KOREA WAVE 2024年7月22日 16時30分

坡州(パジュ)の軍事境界線から眺めた非武装地帯(c)news1

【KOREA WAVE】北朝鮮のエリート階層である外交官の脱北が続いている。海外生活中にインターネットなどで北朝鮮の実像に接した海外派が、新型コロナによる封鎖期間中に外貨稼ぎに集中し、それが終わった後には本国に呼び戻されるため、大きく動揺しているという。

こうした傾向は、昨年11月に亡命したイ・イルギュ氏(キューバ駐在北朝鮮大使館参事)のインタビューで改めて確認された。

イ・イルギュ氏は朝鮮日報とのインタビューで「脱北者への言及が禁止されているため、同僚らと脱北外交官に対する話ができない代わりに、たくさん検索をしてみる。単純な興味のレベルを越え、彼らの活動ぶりと生活の様子を最大限詳しく知るために『研究』水準で探してみる」そうだ。

イ・イルギュ氏は「私も北朝鮮にいた時はそれなりに世界をたくさん回ったので、目が開かれた人だと思っていた。だが、韓国に来てみたら本当に田舎者だった。銀行、金融、交通規定は何も知らないし、自動システムも何も知らない」と振り返った。

2019年に脱北が確認されたリュ・ヒョヌ氏(元クウェート駐在北朝鮮大使代理)も、海外でのインターネット使用による思想的な影響を受けると明らかにしたことがある。リュ・ヒョヌ氏はKBSとのインタビューで「天のように信じていた、あの神のようなキムファミリーが『私たちをこのように騙し、食べた』というその裏切り感を覚え、怒りが沸き上がった」と打ち明けた。

イ・イルギュ氏の脱北は、2016年のテ・ヨンホ駐英公使、2019年のチョ・ソンギル駐イタリア大使代理、リュ・ヒョンウ駐クウェート大使代理らに続き、キム・ジョンウン(金正恩)総書記の執権後、公式に確認された4度目の脱北外交官だ。

データ項目:
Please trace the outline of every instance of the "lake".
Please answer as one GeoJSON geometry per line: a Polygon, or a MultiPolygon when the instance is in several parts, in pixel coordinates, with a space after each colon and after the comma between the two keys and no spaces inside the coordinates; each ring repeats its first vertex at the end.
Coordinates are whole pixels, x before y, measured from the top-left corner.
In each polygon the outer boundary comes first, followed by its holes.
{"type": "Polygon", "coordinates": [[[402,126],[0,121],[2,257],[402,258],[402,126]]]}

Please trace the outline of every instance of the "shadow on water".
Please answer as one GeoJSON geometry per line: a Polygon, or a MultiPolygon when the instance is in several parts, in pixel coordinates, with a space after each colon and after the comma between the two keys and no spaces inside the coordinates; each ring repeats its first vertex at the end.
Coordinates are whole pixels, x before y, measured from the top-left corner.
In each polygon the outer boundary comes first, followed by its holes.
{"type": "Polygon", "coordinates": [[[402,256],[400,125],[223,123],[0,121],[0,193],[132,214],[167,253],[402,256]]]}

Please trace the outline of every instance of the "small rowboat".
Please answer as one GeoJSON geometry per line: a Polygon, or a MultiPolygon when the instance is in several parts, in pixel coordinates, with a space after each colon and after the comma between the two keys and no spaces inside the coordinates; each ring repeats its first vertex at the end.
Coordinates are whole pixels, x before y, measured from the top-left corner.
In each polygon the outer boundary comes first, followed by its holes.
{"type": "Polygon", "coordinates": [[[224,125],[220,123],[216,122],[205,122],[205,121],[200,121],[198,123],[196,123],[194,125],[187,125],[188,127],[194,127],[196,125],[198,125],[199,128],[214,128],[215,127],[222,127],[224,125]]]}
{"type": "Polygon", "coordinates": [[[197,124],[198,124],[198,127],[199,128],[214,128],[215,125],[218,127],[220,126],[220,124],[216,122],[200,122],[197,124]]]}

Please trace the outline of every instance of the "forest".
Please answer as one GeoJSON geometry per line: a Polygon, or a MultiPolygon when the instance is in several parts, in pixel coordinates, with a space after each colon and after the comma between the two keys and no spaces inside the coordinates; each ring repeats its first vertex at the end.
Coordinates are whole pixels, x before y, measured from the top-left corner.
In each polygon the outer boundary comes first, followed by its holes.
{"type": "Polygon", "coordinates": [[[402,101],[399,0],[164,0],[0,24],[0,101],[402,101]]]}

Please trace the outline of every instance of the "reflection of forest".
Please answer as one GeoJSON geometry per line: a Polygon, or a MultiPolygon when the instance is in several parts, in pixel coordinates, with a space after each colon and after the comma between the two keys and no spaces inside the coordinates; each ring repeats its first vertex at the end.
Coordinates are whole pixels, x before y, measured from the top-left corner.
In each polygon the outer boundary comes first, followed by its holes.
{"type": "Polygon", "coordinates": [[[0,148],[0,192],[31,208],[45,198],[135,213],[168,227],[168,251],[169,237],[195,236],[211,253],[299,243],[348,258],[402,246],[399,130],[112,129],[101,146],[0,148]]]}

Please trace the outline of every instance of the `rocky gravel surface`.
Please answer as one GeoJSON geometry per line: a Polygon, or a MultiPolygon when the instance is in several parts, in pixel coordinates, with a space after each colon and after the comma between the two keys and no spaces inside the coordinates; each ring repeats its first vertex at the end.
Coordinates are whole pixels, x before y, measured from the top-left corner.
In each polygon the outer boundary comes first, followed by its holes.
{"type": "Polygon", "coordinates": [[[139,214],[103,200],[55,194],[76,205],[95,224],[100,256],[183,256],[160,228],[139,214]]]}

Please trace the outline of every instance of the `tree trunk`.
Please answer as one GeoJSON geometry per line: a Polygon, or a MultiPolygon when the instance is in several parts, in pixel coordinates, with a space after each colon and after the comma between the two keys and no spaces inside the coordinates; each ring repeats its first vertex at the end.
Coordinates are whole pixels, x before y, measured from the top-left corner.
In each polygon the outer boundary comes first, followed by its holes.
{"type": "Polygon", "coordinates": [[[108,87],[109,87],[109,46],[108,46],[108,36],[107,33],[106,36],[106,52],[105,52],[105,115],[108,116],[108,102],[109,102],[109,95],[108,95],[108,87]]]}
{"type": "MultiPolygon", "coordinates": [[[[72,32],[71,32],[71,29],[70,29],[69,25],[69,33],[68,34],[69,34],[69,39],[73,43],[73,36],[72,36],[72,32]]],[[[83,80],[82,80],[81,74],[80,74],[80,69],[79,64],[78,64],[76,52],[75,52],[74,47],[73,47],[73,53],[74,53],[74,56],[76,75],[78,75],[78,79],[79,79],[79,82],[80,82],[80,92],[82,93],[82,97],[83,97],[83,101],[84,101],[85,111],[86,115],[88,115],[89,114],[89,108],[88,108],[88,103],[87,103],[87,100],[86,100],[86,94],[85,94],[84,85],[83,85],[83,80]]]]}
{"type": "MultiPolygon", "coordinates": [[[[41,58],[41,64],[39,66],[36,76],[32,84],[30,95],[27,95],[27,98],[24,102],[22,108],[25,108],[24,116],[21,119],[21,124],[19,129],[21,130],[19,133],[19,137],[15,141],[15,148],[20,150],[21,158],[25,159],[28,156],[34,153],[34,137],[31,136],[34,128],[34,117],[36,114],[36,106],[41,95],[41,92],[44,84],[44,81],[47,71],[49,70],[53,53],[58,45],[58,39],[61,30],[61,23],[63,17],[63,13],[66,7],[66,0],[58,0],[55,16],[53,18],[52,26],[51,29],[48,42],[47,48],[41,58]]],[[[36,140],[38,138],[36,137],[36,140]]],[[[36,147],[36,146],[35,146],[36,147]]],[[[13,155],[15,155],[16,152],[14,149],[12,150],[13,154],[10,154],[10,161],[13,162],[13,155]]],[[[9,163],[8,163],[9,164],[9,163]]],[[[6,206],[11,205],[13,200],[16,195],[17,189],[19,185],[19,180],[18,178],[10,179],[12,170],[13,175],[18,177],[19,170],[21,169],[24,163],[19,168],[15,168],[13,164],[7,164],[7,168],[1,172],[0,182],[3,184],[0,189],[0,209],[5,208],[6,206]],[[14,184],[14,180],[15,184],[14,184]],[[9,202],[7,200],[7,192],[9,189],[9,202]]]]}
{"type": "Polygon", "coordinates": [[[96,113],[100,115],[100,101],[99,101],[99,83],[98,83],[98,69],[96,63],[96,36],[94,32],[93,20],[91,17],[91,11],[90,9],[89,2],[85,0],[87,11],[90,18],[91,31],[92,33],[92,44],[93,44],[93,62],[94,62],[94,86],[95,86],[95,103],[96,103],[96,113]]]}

設問:
**A)** 記事によると、イ・イルギュ氏は亡命前、どこの大使館でどんな職に就いていたか。
**B)** 記事のうち、「2019年に脱北が確認された」という語句を含む箇所で始まり「された4度目の脱北外交官だ。」で終わる部分を、一字も変えずに再掲してください。

回答:
**A)** キューバ駐在北朝鮮大使館の参事。

**B)**
2019年に脱北が確認されたリュ・ヒョヌ氏(元クウェート駐在北朝鮮大使代理)も、海外でのインターネット使用による思想的な影響を受けると明らかにしたことがある。リュ・ヒョヌ氏はKBSとのインタビューで「天のように信じていた、あの神のようなキムファミリーが『私たちをこのように騙し、食べた』というその裏切り感を覚え、怒りが沸き上がった」と打ち明けた。

イ・イルギュ氏の脱北は、2016年のテ・ヨンホ駐英公使、2019年のチョ・ソンギル駐イタリア大使代理、リュ・ヒョンウ駐クウェート大使代理らに続き、キム・ジョンウン(金正恩)総書記の執権後、公式に確認された4度目の脱北外交官だ。